## Metin Bölümü:
-.-.-

Bunların durdurulması ve kamu otoritesinin sağlanması konusunu Yol Haritasının olmazsa olmaz şartı olarak gösteriyor. Bunun üzerine 1 hafta içinde bu olumsuzluklara son verileceği sözü veriliyor. Davutoğlu, 'Siz 1 hafta dediniz ben 1 ay diyorum. Size 1 ay süre veriyorum' diyor.

Bu arada yol haritasında, 'Yatay kademelendirmeye' gidiliyor. Atılan adımlar güven sağladıktan sonra ikinci aşamanın tamamlanıp, üçüncü aşamaya geçilmesi konuşuluyor.

Yol haritasına göre 2015 yılının ilk çeyreğinde üçüncü aşamaya yani silahların bırakılmasına geçilmesi konuşuluyordu.

Hükümet çözüm için merdiven kurdu, Kandil ise hükümetin altındaki merdiveni çekti.

6-8 Ekim olayları derin bir hayal kırıklığına yol açtı.

-.-.-

## Görevler:
(a) Çözüm süreciyle ilgili metinde "Bunların durdurulması ve" ifadesinden "aşamaya geçilmesi konuşuluyor." ifadesine kadar olan kısmı, "süre" yerine "zaman" koyarak yeniden yazın.
(b) Çözüm süreciyle ilgili metinde geçen süre ve tarih ifadelerini, her birini bir kez yazarak sıralayın.
(c) Çözüm süreciyle ilgili metni kaldığı yerden devam ettirin.
Veri içeriğindeki malzemenin bu alıştırmada hiçbir yeri yoktur.

## Veri İçeriği:
-.-.-

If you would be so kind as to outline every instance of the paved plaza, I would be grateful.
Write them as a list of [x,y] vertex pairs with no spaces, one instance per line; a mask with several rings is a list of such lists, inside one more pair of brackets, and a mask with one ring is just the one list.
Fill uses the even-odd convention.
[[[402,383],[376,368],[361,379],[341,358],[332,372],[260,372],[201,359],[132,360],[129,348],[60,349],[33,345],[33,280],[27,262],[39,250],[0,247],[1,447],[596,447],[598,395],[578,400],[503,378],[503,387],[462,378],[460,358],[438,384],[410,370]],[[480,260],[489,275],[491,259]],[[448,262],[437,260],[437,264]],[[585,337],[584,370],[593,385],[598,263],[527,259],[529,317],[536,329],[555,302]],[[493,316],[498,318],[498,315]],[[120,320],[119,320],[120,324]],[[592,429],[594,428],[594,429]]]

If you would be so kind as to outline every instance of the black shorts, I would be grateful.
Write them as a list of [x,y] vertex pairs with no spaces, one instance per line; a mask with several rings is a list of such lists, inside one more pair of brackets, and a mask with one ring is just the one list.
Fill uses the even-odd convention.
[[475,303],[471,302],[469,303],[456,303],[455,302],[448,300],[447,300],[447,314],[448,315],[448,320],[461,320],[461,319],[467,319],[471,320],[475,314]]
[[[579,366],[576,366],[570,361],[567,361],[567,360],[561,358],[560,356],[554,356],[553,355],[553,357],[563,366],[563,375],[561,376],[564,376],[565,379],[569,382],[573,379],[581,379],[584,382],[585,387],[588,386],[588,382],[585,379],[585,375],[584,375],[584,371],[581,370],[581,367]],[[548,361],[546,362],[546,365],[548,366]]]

-.-.-

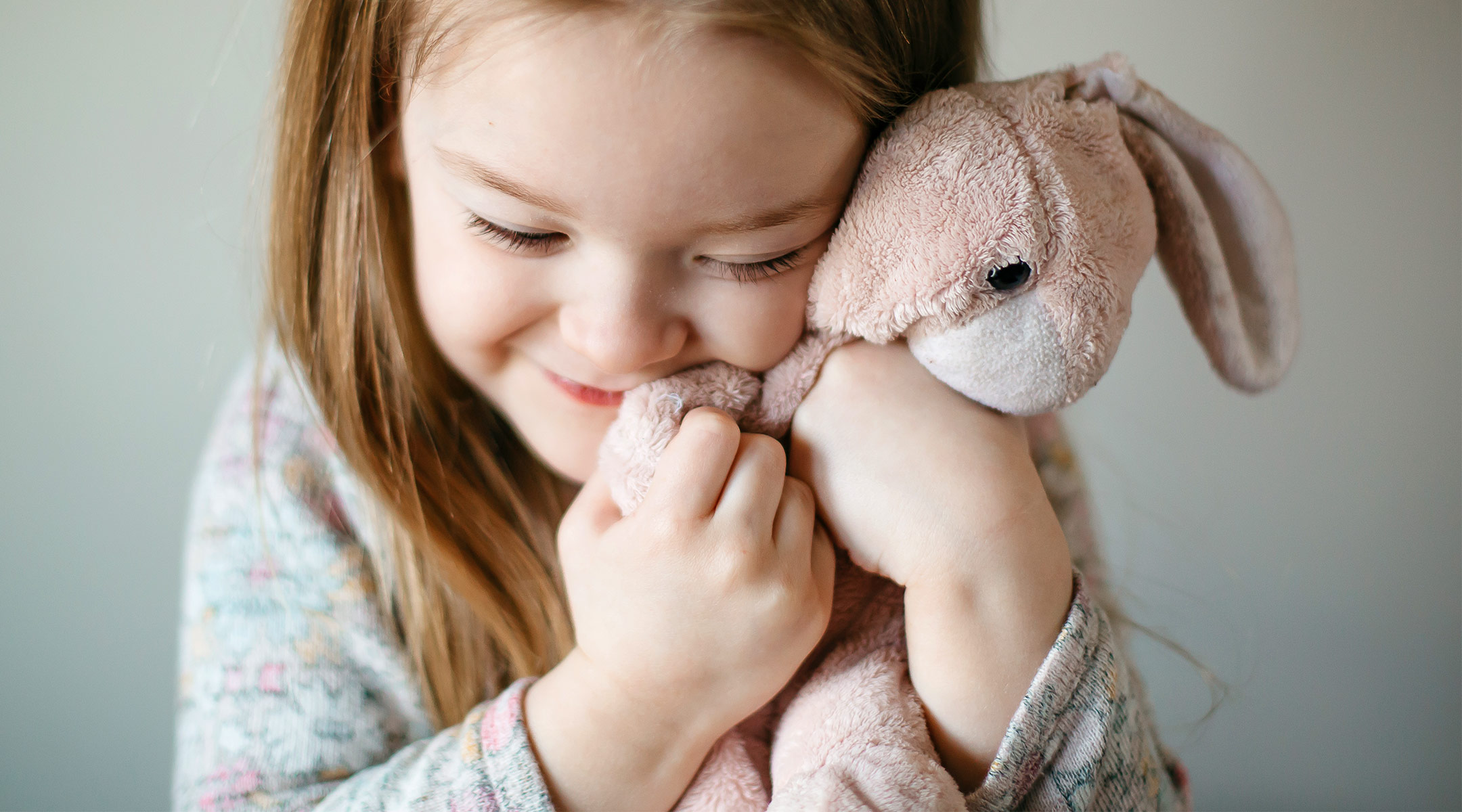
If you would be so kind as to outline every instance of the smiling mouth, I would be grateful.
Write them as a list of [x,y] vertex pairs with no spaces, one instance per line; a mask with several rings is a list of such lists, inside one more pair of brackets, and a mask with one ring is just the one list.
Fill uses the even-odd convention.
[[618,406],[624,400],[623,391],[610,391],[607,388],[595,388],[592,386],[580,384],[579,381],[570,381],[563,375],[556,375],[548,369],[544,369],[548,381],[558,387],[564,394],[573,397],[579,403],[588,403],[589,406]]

-.-.-

## Alıştırma Yanıtları:
(a)
Bunların durdurulması ve kamu otoritesinin sağlanması konusunu Yol Haritasının olmazsa olmaz şartı olarak gösteriyor. Bunun üzerine 1 hafta içinde bu olumsuzluklara son verileceği sözü veriliyor. Davutoğlu, 'Siz 1 hafta dediniz ben 1 ay diyorum. Size 1 ay zaman veriyorum' diyor.

Bu arada yol haritasında, 'Yatay kademelendirmeye' gidiliyor. Atılan adımlar güven sağladıktan sonra ikinci aşamanın tamamlanıp, üçüncü aşamaya geçilmesi konuşuluyor.

(b) 1 hafta, 1 ay, 2015 yılının ilk çeyreği, 6-8 Ekim

(c)
Malatya dönüşü Başbakan'la sohbetimizde söylemişti. 'Artık Kobani'den önce bir de Kobani'den sonra var' diye.

Toplantıda Öcalan'ın doğrudan mesaj vermesi konusu da gündeme geliyor. Ancak Öcalan'ın da Kobani korosuna uyduyu telaffuz ediliyor. Hatta Öcalan'ın 'Tavşana kaç tazıya tut' şeklinde hareket ettiğine dair değerlendirmeler yapılıyor.

Bu Öcalan'ın yazılı mesajı ve benim değerlendirmelerimin aksine bir durum.

Bu arada konuştuğum Akil insanlara, Davutoğlu ile ilgili gözlemlerini sordum.

Konuya çok hakim, özgüvenli, sakin bir üslupla konuşuyor. Lafı eveleyip gevelemeden net konuşuyor. Çözüm sürecine inancı ise yüzde bin beş yüz...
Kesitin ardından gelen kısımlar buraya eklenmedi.